■ Sunulan metin ■
══════════════════════════════

'Kokarca böceği' İstanbul'da: Nasıl mücadele edebilirsiniz?
İstanbul'da özellikle Çekmeköy ve Sarıyer'de ormanlık alanın yakınındaki binalarda kahverengi kokarca böceği görülüyor. Böceklerin Artvin ve İstanbul'dan Türkiye'ye giriş yaptığı belirtildi.
DUVAR - İstanbul'da bir süredir kahverengi kokarca böceği görülmeye başlandı. Özellikle Çekmeköy ve Sarıyer'de şikayetler arttı. Evlere giren kokarca böceği büyük rahatsızlık yaratıyor.
Sarıyer'de camları açmaya çekindiklerini söyleyen Nazar Yıldız, "Biz de aynı böcekten şikayetçiyiz, yaklaşık iki senedir ne zaman camları açsak doluşuyorlar. Çok fazla var, öldürdüğümüz veya dokunduğumuz zaman çok pis kokuyor. Bir ilaçlama ya da bir çaresi varsa güzel olur. İlaçlama oluyor ama genelde sivrisinekler için olduğunu söylüyorlar, bu böceğe bir etkisi olduğunu düşünmüyorum. Çünkü çok fazla sayıda var ve camları açtığımızda bizi çok rahatsız ediyor. Arı gibi ses çıkarıyor ama bayağı pis kokuyor" şeklinde konuştu.

══════════════════════════════

■ Fotoğrafa dayalı gönderge ifadesi verileri ■
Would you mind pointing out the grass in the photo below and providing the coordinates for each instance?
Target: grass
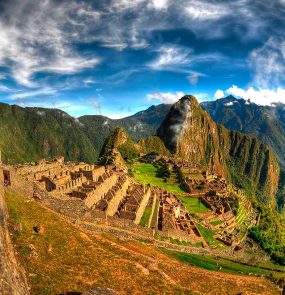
(153, 223)
(76, 260)
(216, 222)
(208, 235)
(79, 260)
(194, 205)
(146, 173)
(220, 264)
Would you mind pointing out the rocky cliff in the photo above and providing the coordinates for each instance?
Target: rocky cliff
(189, 132)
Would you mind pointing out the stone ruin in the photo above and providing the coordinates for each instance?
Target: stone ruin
(108, 191)
(174, 220)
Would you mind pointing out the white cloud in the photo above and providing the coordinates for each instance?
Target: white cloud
(158, 4)
(41, 41)
(47, 91)
(193, 78)
(116, 115)
(219, 94)
(199, 10)
(165, 97)
(259, 96)
(171, 56)
(268, 64)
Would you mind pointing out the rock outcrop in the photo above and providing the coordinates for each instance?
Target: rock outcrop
(189, 132)
(12, 278)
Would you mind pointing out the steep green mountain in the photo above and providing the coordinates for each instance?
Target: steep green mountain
(139, 126)
(29, 134)
(189, 132)
(119, 147)
(267, 123)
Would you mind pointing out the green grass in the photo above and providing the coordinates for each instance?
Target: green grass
(146, 216)
(194, 205)
(146, 173)
(155, 214)
(75, 261)
(209, 237)
(211, 263)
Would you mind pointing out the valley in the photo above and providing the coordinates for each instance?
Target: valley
(165, 204)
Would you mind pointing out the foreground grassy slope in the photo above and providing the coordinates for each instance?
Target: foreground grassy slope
(65, 259)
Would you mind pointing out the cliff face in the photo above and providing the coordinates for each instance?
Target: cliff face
(12, 279)
(251, 159)
(191, 134)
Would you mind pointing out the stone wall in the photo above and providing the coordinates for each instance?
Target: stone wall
(12, 278)
(142, 206)
(18, 184)
(101, 190)
(115, 201)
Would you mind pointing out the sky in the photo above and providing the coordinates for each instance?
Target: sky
(117, 57)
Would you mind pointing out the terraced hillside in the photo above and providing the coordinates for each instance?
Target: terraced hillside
(64, 258)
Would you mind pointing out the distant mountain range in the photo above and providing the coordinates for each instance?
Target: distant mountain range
(267, 123)
(29, 134)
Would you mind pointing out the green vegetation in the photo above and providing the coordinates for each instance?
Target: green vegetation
(208, 235)
(216, 222)
(270, 234)
(153, 144)
(146, 215)
(30, 134)
(219, 264)
(146, 173)
(128, 151)
(193, 205)
(65, 260)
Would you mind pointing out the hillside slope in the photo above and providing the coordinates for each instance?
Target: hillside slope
(66, 259)
(29, 134)
(190, 133)
(267, 123)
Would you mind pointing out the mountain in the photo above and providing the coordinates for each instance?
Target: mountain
(190, 133)
(139, 126)
(267, 123)
(29, 134)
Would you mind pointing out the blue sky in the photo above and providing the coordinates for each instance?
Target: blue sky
(118, 57)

══════════════════════════════

■ Alıştırmanın amacı ■
Kokarca böceği hakkındaki metinde "DUVAR - İstanbul'da" sözleriyle başlayıp "büyük rahatsızlık yaratıyor." sözlerine kadar (bunlar dahil) süren kısmı, hiçbir değişiklik yapmadan yazınız. Yalnızca metindeki bilgileri esas alınız.

■ Çözüm aşağıdadır ■
DUVAR - İstanbul'da bir süredir kahverengi kokarca böceği görülmeye başlandı. Özellikle Çekmeköy ve Sarıyer'de şikayetler arttı. Evlere giren kokarca böceği büyük rahatsızlık yaratıyor.